▶ [Page extract]:
-- Start --

By Brenda Norrell, Censored News

NEW BRUNSWICK, New Jersey -- The threats, pressure from a U.S. Congressman, and 12,000 e-mails, didn't shut down the event, "Race, Liberation and Palestine," at Rutgers University.

Nick Estes, Lakota, Lower Brule in South Dakota, said the U.S. had more than 400 federal institutions dedicated to removing Native children from their families, all across the United States, and in Alaska and the Pacific.

Look at the headstones at Carlisle Barracks, where there are more than 200 headstones, Estes said.

"Those are Native children who died at that school. Half of the class of 1879 died at this school."

"What kind of school kills half of its class," Estes said of the military installation turned into a boarding school in Pennsylvania.

"We have our own concept of what genocide is. It is about severing relations."

"Why else would you kill children, except to take away and steal the future."

A Congressman was among those applying pressure to shut down the university event. U.S. Rep. Josh Gottheimer, D-N.J. 5th District, objected to two of three speakers scheduled to speak at an event late Thursday afternoon on the New Brunswick campus. Rutgers refused to shut it down after the Congressman targeted Nick Estes and former CNN commentator Marc Lamont Hill.

Rutgers Professor Brittney Cooper begins the program by speaking on grief. She speaks on rising above personal grief, and remembering, "We are still here." Cooper is a tenured professor of Women and Gender Studies, author, professor, activist, and cultural critic.

Moderator Sylvia Chan-Malik begins with the words of Angela Davis.

"Genocide is not possible without racism," said Rutgers Professor Noura Erakat, who describes the mass murder of children in Gaza and the widespread effort to make Palestinians "invisible."

Erakat also describes the lawsuit filed by the Center for Constitutional Rights charging President Biden for his role in genocide in Palestine.

-- End --

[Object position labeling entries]
-- Start --

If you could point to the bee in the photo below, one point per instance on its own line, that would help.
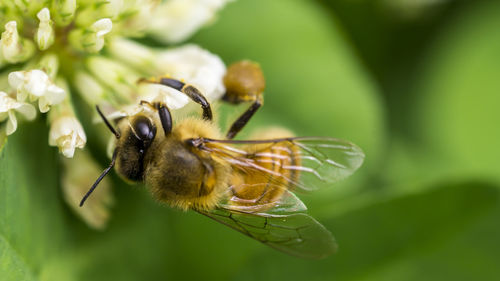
(247, 185)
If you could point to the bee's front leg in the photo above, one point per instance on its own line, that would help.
(244, 82)
(189, 90)
(164, 114)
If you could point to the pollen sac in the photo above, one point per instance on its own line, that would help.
(244, 81)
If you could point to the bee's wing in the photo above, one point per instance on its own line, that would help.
(296, 234)
(321, 160)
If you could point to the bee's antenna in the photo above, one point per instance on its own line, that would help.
(104, 173)
(107, 122)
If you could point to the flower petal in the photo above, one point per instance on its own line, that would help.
(11, 123)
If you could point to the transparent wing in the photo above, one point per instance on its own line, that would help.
(302, 163)
(295, 234)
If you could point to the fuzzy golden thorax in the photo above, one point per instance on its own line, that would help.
(183, 176)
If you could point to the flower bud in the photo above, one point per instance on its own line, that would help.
(8, 108)
(36, 85)
(67, 133)
(65, 11)
(15, 49)
(44, 35)
(93, 40)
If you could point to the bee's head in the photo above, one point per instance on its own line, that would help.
(133, 141)
(137, 134)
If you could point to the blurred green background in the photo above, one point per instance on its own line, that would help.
(415, 83)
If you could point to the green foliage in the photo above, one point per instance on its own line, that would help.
(424, 207)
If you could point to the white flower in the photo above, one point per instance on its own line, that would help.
(45, 34)
(67, 134)
(37, 85)
(197, 66)
(14, 49)
(176, 20)
(8, 106)
(94, 41)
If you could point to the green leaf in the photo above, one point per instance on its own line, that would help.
(33, 231)
(432, 235)
(459, 96)
(315, 83)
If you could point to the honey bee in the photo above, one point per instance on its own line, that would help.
(247, 185)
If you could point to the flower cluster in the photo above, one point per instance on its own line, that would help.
(53, 50)
(48, 47)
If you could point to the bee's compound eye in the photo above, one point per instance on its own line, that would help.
(144, 128)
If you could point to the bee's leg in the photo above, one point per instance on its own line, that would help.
(244, 82)
(193, 93)
(245, 117)
(163, 112)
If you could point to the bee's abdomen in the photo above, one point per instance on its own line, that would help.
(263, 186)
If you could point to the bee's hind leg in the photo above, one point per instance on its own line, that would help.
(189, 90)
(244, 118)
(244, 82)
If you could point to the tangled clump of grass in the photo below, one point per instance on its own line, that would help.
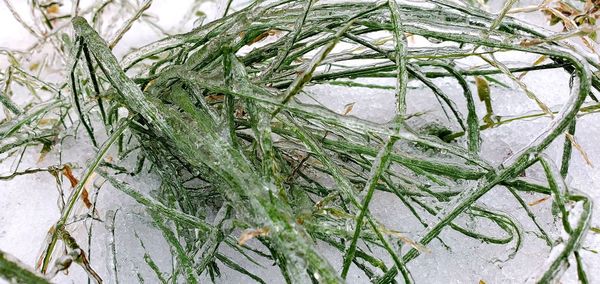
(223, 128)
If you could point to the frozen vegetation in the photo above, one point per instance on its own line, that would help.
(244, 147)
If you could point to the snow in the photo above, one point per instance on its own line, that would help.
(28, 204)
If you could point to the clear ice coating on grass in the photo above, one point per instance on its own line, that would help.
(28, 203)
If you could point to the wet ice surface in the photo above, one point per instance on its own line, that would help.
(28, 203)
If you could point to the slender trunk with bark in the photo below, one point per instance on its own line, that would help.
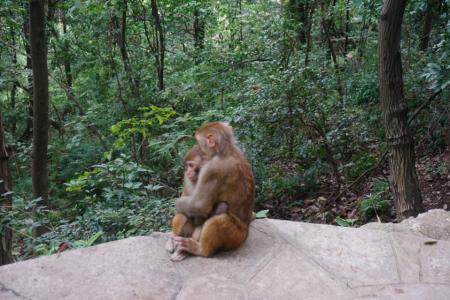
(427, 24)
(38, 43)
(308, 35)
(160, 44)
(5, 199)
(67, 65)
(339, 86)
(121, 31)
(26, 32)
(403, 177)
(199, 30)
(14, 87)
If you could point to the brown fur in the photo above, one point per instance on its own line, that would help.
(226, 175)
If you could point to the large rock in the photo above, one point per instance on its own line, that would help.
(280, 260)
(433, 224)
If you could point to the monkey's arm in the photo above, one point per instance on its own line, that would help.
(201, 203)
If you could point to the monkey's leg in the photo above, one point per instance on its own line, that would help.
(181, 226)
(221, 231)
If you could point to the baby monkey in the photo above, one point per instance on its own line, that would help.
(191, 227)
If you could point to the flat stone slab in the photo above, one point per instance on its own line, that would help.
(280, 260)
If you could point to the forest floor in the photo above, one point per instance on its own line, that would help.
(322, 207)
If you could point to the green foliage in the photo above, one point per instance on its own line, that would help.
(375, 204)
(141, 125)
(262, 214)
(360, 163)
(115, 160)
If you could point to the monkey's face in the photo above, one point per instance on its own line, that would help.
(207, 144)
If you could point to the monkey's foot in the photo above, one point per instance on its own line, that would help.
(187, 245)
(178, 255)
(170, 245)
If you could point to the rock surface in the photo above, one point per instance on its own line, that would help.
(280, 260)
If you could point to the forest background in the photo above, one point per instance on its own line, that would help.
(130, 81)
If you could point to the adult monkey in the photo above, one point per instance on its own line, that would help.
(182, 225)
(226, 176)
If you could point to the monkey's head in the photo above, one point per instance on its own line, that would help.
(215, 138)
(192, 163)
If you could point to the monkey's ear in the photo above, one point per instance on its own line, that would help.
(210, 140)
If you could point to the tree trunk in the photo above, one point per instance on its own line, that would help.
(39, 171)
(5, 201)
(26, 32)
(403, 177)
(427, 24)
(160, 44)
(120, 31)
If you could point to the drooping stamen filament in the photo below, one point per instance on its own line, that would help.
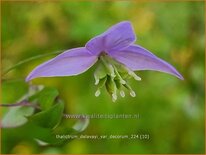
(113, 75)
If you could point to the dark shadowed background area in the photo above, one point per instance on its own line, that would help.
(171, 111)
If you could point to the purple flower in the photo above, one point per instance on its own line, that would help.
(117, 58)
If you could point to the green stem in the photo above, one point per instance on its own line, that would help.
(28, 60)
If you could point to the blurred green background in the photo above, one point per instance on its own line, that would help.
(171, 110)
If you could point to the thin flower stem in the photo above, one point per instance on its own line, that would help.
(22, 103)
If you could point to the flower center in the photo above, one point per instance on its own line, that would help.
(114, 76)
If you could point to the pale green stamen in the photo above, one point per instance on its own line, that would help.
(97, 93)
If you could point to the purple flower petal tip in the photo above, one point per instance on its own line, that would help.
(137, 58)
(117, 42)
(71, 62)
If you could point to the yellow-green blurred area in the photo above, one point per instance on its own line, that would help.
(171, 110)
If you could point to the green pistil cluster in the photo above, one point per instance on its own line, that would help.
(113, 75)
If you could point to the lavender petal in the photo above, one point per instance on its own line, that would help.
(116, 37)
(71, 62)
(138, 58)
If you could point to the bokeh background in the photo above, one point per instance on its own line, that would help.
(171, 110)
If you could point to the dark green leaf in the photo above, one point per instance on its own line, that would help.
(49, 118)
(46, 97)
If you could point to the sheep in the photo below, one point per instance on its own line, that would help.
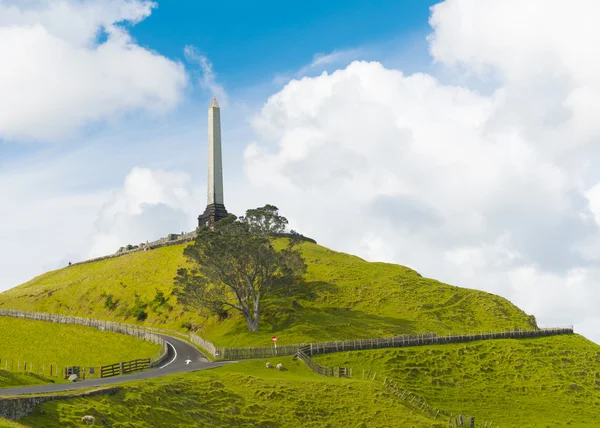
(88, 419)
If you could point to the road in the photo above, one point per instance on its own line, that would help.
(179, 352)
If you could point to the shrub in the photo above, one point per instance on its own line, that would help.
(139, 309)
(110, 303)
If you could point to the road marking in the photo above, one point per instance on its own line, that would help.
(174, 358)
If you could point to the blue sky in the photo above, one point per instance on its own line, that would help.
(248, 41)
(469, 156)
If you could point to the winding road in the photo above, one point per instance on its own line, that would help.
(180, 352)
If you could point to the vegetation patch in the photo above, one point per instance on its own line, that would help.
(542, 382)
(41, 342)
(5, 423)
(340, 297)
(11, 379)
(245, 395)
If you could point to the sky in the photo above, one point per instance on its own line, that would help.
(458, 137)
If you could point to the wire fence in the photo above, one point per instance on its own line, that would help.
(49, 369)
(320, 369)
(317, 348)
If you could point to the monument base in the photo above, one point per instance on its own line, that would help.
(212, 214)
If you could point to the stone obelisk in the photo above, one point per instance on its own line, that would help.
(215, 208)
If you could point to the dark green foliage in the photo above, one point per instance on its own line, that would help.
(138, 310)
(110, 303)
(235, 266)
(265, 220)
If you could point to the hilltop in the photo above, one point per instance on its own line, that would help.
(341, 297)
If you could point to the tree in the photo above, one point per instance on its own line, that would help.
(235, 266)
(265, 220)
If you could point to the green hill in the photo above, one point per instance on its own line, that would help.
(543, 382)
(240, 395)
(342, 297)
(43, 343)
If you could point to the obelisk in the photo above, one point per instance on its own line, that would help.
(215, 208)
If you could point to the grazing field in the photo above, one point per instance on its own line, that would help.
(4, 423)
(10, 379)
(543, 382)
(41, 342)
(244, 395)
(341, 297)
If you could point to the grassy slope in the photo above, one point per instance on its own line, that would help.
(5, 423)
(10, 379)
(245, 394)
(542, 382)
(343, 297)
(46, 342)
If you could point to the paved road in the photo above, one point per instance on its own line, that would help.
(179, 352)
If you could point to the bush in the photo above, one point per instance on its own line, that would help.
(139, 309)
(110, 303)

-- End --

▶ [Do this]:
Continue the report on the Rutgers event "Race, Liberation and Palestine" by writing what comes after its final sentence.

▶ [Final result]:
"Now, they are targeting the very places that they told the people to evacuate to," Erakat said.

"They are arriving with their family members' body parts in bags."

Professor and author Marc Lamont Hill said, "This is not about eliminating Hamas, it is about ethnic cleansing."

"It is genocide."

Hill described the atrocity of premature babies in Gaza being denied electricity for their incubators.

"This is a moral atrocity."

Read more at Censored News

https://bsnorrell.blogspot.com/2023/12/race-liberation-and-palestine-watch.html

Watch event online https://www.youtube.com/watch?v=TRQXuQwYmO8

About the speakers

Nick Estes, Lakota, Lower Brule, South Dakota, is an award-winning author, co-founder of The Red Nation, and professor at the University of Minnesota. Estes was among the voices at the forefront at Standing Rock, in the resistance to the Dakota Access Pipeline.

Marc Lamont Hill is the host of Al Jazeera UpFront and other programs, an award-winning journalist and author of eight books. Hill is a presidential professor at the City University of New York Graduate Center.

Noura Erakat is a human rights attorney, author, and associate professor of Africana Studies and the Program of Criminal Justice at Rutgers University, New Brunswick.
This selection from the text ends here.